SOURCE TEXT.
-=-=-=-=-
- Maryland Route 140 highlighted in red

Route information
- Maintained by MDSHA and Baltimore DOT
- Length: 49.73 mi (80.03 km)
- Existed: 1979–present
- Tourist routes: Old Main Streets Scenic Byway Mason and Dixon Scenic Byway

Major junctions
- South end: US 1 / US 40 Truck in Baltimore;
- MD 26 in Baltimore; I-695 in Pikesville; MD 30 in Reisterstown; I-795 in Reisterstown; MD 91 in Finksburg; MD 97 in Westminster; MD 27 in Westminster; MD 31 in Westminster; MD 194 in Taneytown; US 15 in Emmitsburg;
- West end: PA 16 near Emmitsburg

Location
- Country: United States
- State: Maryland
- Counties: City of Baltimore, Baltimore, Carroll, Frederick

Highway system
- Maryland highway system; Interstate; US; State; Scenic Byways;
| ← MD 139 |  | → MD 144 |

= Maryland Route 140 =

State highway in Maryland, US

Maryland Route 140 (MD 140) is a 49 mi state highway in the U.S. state of Maryland. The route runs from U.S. Route 1 (US 1) and US 40 Truck in Baltimore northwest to the Pennsylvania border, where the road continues into that state as Pennsylvania Route 16 (PA 16). MD 140 passes through the northern part of central Maryland, connecting Baltimore, Pikesville, Reisterstown, Westminster, Taneytown, and Emmitsburg.
-=-=-=-=-
(Stored entries)
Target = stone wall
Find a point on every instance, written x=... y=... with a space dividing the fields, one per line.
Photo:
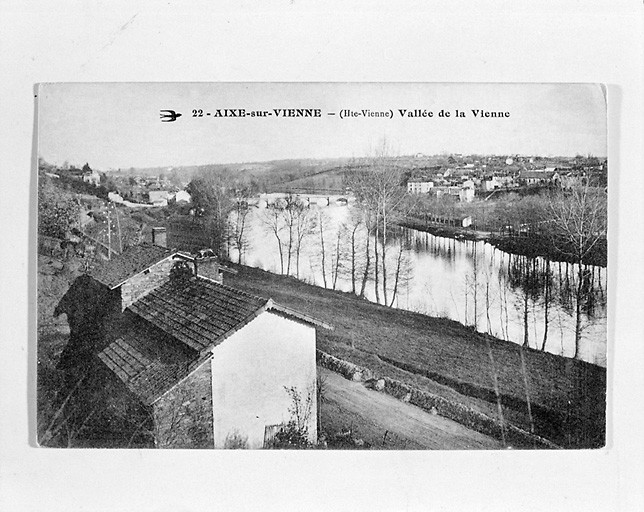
x=436 y=404
x=183 y=416
x=346 y=369
x=143 y=283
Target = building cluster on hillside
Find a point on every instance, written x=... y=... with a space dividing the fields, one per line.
x=136 y=190
x=164 y=348
x=462 y=177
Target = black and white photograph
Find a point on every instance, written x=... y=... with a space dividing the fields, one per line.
x=322 y=266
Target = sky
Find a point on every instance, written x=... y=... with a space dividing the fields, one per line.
x=118 y=125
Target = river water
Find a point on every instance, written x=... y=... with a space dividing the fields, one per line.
x=507 y=296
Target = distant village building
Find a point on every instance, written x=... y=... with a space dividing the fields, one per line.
x=182 y=197
x=466 y=193
x=115 y=197
x=419 y=187
x=210 y=365
x=490 y=184
x=537 y=177
x=158 y=197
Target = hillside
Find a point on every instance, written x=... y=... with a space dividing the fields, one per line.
x=446 y=358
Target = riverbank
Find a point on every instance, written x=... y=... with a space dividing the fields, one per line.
x=443 y=357
x=532 y=245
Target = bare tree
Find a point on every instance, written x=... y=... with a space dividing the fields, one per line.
x=579 y=216
x=275 y=222
x=237 y=226
x=379 y=191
-=-=-=-=-
TASKS TO COMPLETE.
1. In the Maryland Route 140 article, what road does the highway become when it crosses into Pennsylvania?
2. Copy out the part of the Maryland Route 140 article starting at "State highway in Maryland, US" and ending at "Taneytown, and Emmitsburg.".
3. Write what comes next in the Maryland Route 140 article, picking up after its last sentence.
These lines are separate material from the Maryland Route 140 article.

SOLVED PROBLEMS.
1. Pennsylvania Route 16 (PA 16).

2.
State highway in Maryland, US

Maryland Route 140 (MD 140) is a 49 mi state highway in the U.S. state of Maryland. The route runs from U.S. Route 1 (US 1) and US 40 Truck in Baltimore northwest to the Pennsylvania border, where the road continues into that state as Pennsylvania Route 16 (PA 16). MD 140 passes through the northern part of central Maryland, connecting Baltimore, Pikesville, Reisterstown, Westminster, Taneytown, and Emmitsburg.

3.
==Route description==
MD 140 is a part of the main National Highway System from I-795 in Reisterstown to US 15 in Emmitsburg. The highway has two segments where it serves as an intermodal connector: from Patterson Avenue in Baltimore to I-695 in Pikesville and from Painters Mill Road to Owings Mill Boulevard in Owings Mills. The remaining portions of MD 140 between its southern terminus in Baltimore and I-795 are classified as National Highway System principal arterials.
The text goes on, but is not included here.